(Provided entries)

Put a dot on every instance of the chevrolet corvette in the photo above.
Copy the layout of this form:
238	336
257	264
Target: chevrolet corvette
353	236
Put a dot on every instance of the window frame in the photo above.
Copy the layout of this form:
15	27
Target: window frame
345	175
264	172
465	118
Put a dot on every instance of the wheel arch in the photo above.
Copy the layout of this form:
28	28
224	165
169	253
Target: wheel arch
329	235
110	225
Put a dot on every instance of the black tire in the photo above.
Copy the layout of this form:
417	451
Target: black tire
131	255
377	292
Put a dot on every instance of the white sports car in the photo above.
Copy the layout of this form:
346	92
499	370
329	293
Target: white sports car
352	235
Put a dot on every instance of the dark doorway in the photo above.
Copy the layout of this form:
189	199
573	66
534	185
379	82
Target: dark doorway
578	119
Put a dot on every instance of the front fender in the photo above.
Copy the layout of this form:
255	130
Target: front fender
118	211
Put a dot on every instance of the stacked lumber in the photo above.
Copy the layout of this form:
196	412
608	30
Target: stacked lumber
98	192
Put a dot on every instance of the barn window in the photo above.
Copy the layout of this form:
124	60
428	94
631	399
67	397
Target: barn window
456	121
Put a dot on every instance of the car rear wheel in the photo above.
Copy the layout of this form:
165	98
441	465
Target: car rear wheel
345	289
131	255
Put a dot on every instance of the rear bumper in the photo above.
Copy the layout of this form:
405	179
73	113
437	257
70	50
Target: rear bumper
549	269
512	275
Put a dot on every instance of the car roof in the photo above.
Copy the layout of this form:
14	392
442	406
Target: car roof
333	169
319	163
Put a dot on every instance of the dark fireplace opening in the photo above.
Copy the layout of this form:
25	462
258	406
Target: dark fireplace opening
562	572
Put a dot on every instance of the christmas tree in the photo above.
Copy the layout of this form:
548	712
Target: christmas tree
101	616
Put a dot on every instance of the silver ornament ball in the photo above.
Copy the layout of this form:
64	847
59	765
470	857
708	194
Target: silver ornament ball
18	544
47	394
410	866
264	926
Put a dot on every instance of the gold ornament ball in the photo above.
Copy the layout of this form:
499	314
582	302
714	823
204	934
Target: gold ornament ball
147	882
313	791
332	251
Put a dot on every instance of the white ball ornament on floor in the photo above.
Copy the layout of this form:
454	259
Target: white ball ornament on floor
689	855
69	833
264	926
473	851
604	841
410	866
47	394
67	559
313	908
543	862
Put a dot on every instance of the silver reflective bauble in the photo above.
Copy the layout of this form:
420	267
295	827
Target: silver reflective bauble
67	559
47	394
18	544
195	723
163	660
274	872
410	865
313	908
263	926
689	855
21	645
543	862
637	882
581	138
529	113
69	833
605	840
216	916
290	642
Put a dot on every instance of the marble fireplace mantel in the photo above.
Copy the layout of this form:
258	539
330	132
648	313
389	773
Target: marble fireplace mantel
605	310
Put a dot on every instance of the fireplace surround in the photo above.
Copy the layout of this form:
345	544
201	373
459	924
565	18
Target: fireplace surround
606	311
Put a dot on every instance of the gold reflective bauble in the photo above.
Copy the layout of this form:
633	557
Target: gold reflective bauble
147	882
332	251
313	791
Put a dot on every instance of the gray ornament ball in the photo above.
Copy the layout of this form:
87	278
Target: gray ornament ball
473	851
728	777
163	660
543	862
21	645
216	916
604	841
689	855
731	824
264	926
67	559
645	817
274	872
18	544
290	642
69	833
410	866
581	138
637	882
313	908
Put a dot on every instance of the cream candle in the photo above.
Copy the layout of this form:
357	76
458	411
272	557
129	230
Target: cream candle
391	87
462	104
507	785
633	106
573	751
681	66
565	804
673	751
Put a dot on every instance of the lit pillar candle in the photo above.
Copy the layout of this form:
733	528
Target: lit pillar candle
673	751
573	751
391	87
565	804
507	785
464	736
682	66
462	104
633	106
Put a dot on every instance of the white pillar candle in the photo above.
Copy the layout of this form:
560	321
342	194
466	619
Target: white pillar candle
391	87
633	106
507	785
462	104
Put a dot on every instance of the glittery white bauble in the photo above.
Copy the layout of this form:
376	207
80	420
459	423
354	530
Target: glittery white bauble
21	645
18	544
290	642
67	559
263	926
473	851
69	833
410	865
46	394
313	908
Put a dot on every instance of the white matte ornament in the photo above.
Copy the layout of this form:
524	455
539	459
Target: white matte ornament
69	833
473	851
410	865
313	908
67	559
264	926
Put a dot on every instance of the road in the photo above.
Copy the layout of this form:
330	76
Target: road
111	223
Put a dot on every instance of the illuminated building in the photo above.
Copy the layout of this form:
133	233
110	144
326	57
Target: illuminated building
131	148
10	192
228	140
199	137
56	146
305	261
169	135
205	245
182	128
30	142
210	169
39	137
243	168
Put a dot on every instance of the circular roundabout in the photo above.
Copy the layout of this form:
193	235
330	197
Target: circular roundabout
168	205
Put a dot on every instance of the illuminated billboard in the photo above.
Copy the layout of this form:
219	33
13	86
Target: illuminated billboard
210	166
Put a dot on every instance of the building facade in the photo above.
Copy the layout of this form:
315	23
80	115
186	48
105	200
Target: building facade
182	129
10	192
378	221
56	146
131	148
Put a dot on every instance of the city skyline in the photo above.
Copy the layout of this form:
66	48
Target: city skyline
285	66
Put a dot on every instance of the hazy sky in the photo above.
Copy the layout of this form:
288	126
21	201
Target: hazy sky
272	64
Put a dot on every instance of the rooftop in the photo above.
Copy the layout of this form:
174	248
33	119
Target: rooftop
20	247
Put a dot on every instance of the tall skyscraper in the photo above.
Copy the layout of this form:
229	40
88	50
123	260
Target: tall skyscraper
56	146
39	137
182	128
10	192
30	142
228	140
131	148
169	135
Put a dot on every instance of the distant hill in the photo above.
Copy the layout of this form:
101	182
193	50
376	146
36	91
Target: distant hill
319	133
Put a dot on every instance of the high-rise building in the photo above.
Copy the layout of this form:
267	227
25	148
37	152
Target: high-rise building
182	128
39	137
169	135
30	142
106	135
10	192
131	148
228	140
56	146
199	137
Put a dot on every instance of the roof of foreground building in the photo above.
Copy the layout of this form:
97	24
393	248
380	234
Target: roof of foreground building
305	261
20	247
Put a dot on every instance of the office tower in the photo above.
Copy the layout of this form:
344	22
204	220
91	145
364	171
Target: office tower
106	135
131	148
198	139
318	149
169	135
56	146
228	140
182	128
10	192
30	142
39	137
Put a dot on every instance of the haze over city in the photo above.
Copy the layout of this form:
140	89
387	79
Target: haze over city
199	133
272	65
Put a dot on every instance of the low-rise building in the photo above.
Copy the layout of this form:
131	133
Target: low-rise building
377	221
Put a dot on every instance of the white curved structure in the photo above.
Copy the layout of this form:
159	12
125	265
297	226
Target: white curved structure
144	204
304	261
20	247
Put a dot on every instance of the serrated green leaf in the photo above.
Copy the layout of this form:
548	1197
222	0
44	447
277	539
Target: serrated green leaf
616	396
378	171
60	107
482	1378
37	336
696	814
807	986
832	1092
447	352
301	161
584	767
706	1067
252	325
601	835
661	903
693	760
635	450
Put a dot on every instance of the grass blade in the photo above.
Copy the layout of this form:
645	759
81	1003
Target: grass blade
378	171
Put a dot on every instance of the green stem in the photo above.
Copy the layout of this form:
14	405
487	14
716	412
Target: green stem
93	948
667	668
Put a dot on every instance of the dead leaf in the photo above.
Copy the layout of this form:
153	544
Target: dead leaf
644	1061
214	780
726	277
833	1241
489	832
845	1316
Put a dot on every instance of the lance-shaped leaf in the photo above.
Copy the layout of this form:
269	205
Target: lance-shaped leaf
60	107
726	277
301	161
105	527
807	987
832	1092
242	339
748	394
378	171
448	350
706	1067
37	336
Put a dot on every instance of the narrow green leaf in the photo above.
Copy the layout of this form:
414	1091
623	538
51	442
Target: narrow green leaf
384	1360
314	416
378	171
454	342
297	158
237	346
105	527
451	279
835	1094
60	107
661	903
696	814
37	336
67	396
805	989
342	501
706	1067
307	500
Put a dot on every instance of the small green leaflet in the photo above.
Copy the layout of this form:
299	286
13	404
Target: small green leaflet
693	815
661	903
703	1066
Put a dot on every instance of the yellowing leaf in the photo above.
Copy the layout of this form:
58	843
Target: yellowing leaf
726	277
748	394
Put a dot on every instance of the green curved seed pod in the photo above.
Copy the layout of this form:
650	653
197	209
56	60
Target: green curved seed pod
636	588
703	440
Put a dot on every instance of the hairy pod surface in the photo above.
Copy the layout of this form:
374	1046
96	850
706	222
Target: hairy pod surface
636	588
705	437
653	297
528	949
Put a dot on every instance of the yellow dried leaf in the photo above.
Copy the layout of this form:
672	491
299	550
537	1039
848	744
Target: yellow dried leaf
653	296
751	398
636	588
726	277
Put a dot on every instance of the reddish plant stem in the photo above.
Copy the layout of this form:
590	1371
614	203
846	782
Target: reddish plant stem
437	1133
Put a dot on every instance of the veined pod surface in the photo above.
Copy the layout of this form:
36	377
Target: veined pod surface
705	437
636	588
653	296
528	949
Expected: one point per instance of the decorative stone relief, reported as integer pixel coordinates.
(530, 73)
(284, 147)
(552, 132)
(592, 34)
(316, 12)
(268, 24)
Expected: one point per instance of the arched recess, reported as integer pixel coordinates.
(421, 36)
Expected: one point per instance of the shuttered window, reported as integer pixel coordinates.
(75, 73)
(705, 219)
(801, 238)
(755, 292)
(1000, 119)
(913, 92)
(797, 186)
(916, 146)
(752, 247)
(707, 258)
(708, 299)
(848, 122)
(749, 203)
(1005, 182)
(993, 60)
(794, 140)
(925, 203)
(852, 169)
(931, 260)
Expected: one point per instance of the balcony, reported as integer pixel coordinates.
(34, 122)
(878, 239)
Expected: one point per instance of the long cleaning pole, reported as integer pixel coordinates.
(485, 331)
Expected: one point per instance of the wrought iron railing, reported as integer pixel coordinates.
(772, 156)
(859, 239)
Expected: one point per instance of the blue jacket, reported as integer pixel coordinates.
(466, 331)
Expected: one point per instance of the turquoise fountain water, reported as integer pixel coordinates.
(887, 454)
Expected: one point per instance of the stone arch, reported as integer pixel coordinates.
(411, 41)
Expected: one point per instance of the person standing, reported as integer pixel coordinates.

(End Provided entries)

Your task: All that is wanted is the stretch of lines above from the one containing "Target: circular roundabout" through the one containing "Put a dot on every instance of the haze", duplicated exactly.

Output below:
Target: circular roundabout
168	205
Put a dot on every instance of the illuminated billboard in the photo above.
Copy the layout of this form:
219	33
13	86
Target: illuminated billboard
210	166
Put a dot on every instance of the building facade in the photo above.
Copy the layout of this form:
315	23
80	115
186	48
105	200
Target: building facade
182	129
10	192
378	221
56	146
131	148
Put a dot on every instance of the city skyline in the photo above.
Copy the layout of this form:
66	48
Target: city skyline
285	66
Put a dot on every instance of the hazy sky in the photo above.
Copy the layout of this form:
288	126
21	201
Target: hazy sky
272	64
Put a dot on every instance of the rooftop in the photo above.
Copy the layout of this form:
174	248
33	119
Target: rooftop
20	247
Put a dot on every instance of the tall skyscraper in the photo above.
Copy the layout of this form:
229	40
88	50
123	260
Target: tall skyscraper
56	146
39	137
182	128
10	192
30	142
228	140
131	148
169	135
Put a dot on every instance of the distant hill in the photo above.
Copy the layout of this form:
101	182
193	50
376	146
36	91
Target: distant hill
319	133
Put a dot on every instance of the high-rise building in the photo above.
Copy the layout of this form:
267	227
25	148
37	152
Target: high-rise building
182	128
39	137
169	135
30	142
106	135
10	192
131	148
228	140
56	146
199	137
Put a dot on every instance of the roof of foreground building in the photo above.
Copy the layout of this form:
97	24
393	248
380	234
Target: roof of foreground building
305	261
20	247
Put a dot on every instance of the office tower in the photo above.
Copy the layout of this form:
344	22
204	220
91	145
364	171
Target: office tower
106	135
131	148
198	139
318	149
169	135
56	146
228	140
182	128
10	192
30	142
39	137
Put a dot on every instance of the haze over city in the photo above.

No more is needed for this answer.